● WRITTEN PROBLEM
Reproduce the lines of the material starting at the line that contains "Would you be willing to mark the blue sky" and ending at the line that contains "column 53, row 13", swapping "blue sky" for "open sky" and leaving everything else unchanged.

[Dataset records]
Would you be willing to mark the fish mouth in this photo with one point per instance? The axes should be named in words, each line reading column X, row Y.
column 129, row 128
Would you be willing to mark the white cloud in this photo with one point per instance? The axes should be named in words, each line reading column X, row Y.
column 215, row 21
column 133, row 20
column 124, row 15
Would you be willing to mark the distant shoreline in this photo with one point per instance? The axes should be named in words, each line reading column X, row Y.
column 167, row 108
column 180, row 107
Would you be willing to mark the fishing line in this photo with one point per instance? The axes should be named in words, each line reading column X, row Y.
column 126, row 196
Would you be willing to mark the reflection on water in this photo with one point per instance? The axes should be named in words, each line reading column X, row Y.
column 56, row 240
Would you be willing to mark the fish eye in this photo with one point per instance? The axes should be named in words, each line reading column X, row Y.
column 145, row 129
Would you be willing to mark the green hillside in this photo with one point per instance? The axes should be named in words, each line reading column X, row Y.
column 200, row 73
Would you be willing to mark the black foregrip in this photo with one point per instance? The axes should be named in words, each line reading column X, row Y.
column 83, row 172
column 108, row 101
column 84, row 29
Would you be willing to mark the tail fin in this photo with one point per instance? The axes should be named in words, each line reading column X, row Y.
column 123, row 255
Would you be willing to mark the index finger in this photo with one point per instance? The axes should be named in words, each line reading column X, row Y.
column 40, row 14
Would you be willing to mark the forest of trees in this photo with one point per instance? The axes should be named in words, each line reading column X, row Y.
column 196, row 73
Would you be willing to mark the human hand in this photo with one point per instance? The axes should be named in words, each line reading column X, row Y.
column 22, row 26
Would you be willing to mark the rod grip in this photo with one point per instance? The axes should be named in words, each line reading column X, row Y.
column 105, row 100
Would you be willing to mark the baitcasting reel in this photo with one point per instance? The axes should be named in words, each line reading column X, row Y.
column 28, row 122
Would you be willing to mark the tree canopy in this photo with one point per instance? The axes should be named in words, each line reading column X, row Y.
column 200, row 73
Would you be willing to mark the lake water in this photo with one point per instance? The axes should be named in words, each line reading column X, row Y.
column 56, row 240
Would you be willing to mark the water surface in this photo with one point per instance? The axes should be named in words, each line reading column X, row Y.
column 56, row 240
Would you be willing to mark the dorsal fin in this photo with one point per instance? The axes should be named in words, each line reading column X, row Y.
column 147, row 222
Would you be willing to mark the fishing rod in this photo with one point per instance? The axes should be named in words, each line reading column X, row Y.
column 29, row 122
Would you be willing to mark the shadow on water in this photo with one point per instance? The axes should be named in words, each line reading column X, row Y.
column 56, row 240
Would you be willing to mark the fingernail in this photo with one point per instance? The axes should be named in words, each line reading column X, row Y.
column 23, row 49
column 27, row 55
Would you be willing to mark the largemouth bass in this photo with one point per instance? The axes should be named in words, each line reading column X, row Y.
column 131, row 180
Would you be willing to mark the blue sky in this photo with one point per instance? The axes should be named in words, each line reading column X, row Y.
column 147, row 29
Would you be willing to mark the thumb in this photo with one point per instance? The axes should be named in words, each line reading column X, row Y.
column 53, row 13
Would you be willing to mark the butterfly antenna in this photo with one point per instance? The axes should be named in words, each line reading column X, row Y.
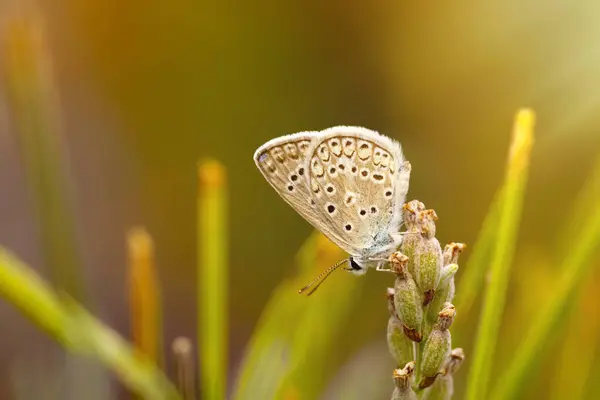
column 321, row 278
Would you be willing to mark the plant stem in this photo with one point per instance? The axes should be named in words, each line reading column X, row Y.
column 495, row 295
column 212, row 272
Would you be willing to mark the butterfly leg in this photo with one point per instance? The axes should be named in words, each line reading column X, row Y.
column 380, row 267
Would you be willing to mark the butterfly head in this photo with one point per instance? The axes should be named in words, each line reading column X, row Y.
column 357, row 266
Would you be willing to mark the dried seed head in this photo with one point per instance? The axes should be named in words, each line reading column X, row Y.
column 446, row 274
column 426, row 222
column 452, row 251
column 443, row 293
column 407, row 301
column 402, row 380
column 389, row 295
column 446, row 316
column 400, row 346
column 428, row 265
column 435, row 353
column 454, row 361
column 399, row 263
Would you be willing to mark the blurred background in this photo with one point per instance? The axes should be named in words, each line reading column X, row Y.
column 145, row 89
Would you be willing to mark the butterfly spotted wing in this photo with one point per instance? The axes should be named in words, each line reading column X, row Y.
column 348, row 182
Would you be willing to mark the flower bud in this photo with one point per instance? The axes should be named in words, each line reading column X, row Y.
column 428, row 264
column 454, row 361
column 407, row 299
column 426, row 222
column 437, row 349
column 452, row 251
column 443, row 387
column 442, row 292
column 446, row 316
column 400, row 346
column 402, row 380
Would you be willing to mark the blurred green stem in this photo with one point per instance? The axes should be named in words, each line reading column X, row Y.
column 502, row 256
column 35, row 106
column 575, row 268
column 79, row 332
column 212, row 272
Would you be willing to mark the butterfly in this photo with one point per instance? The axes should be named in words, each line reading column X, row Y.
column 348, row 182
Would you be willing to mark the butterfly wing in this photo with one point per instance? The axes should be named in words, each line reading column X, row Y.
column 358, row 180
column 283, row 163
column 322, row 176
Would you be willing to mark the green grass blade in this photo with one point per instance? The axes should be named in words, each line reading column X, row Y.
column 575, row 267
column 212, row 272
column 502, row 256
column 34, row 105
column 474, row 271
column 287, row 356
column 76, row 330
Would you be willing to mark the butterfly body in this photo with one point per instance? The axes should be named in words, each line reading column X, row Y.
column 348, row 182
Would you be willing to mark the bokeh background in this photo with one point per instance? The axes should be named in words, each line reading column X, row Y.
column 145, row 89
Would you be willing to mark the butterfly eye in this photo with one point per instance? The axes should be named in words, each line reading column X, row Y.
column 354, row 265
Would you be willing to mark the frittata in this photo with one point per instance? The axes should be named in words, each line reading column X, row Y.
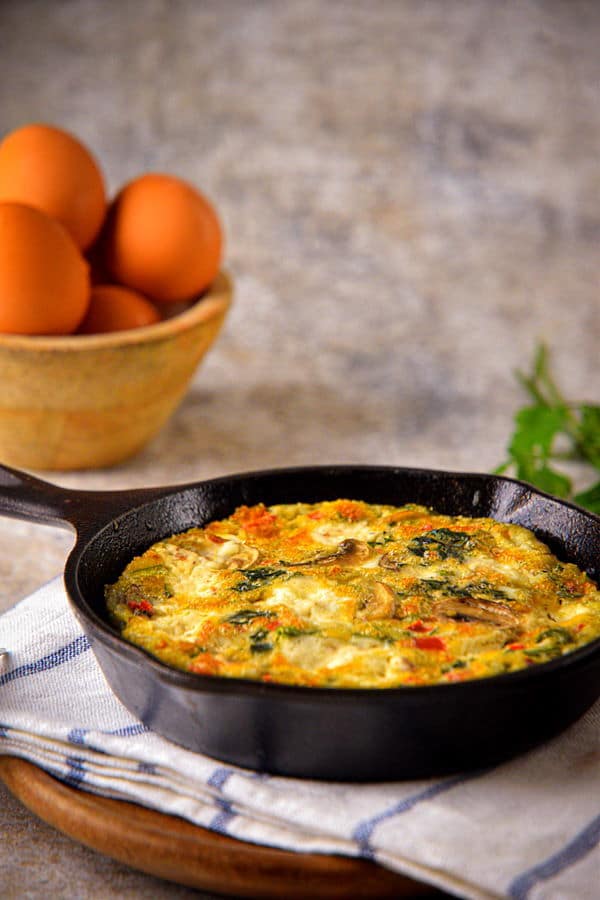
column 348, row 594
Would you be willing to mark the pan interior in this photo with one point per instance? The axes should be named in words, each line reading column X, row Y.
column 572, row 535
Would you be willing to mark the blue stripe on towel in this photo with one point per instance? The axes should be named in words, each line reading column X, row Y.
column 129, row 730
column 364, row 830
column 76, row 770
column 77, row 736
column 582, row 844
column 219, row 777
column 51, row 661
column 222, row 819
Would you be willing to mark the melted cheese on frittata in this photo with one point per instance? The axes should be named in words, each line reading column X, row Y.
column 349, row 594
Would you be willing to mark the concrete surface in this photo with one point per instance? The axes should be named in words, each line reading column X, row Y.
column 410, row 192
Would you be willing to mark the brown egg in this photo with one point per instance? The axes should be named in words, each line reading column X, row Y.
column 44, row 280
column 163, row 238
column 51, row 170
column 115, row 308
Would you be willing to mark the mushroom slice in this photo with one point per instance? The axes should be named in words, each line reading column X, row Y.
column 233, row 553
column 381, row 604
column 476, row 610
column 349, row 552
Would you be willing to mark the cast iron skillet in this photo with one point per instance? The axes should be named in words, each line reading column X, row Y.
column 335, row 734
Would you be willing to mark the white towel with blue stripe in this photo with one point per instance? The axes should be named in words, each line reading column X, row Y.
column 529, row 828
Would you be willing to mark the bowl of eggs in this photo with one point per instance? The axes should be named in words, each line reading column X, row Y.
column 106, row 307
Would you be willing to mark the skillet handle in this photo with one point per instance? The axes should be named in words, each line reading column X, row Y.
column 22, row 496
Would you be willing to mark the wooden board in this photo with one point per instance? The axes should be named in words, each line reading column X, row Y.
column 171, row 848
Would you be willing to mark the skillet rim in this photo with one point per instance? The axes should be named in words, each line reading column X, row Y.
column 197, row 683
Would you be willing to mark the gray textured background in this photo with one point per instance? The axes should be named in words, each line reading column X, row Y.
column 410, row 192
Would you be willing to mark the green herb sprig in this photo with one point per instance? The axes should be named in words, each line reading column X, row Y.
column 552, row 430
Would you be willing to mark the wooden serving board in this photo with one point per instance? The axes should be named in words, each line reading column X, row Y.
column 174, row 849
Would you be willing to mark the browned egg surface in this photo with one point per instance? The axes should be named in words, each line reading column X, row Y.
column 349, row 594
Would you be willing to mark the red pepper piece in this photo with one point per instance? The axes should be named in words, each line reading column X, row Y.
column 430, row 643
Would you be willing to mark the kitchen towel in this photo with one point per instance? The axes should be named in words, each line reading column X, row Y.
column 529, row 828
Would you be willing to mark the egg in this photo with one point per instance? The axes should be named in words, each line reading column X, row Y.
column 163, row 238
column 115, row 308
column 44, row 280
column 50, row 169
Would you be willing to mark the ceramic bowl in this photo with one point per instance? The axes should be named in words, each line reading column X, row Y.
column 88, row 401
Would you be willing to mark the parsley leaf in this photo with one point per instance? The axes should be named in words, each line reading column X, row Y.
column 550, row 430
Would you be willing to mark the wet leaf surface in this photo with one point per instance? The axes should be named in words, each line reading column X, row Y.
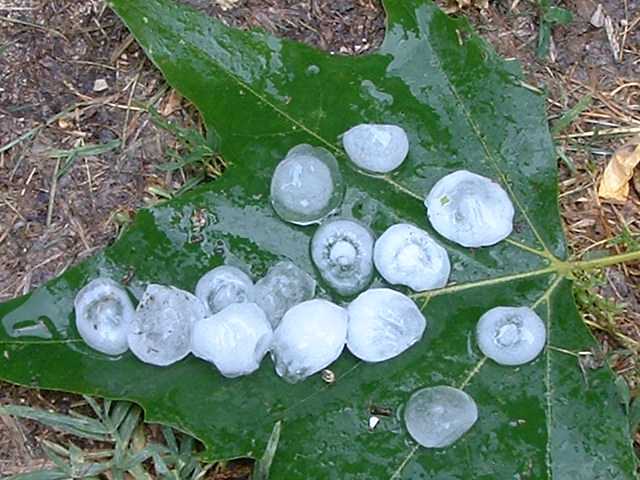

● OUTPUT FOR THIS TASK
Would you be willing to mark the open sky in this photo with one point per instance? The axes should be named in words, each line reading column X, row Y.
column 147, row 29
Would you be willing to mark the thumb in this photo with one point per instance? The axes should be named in words, each line reading column X, row Y.
column 53, row 13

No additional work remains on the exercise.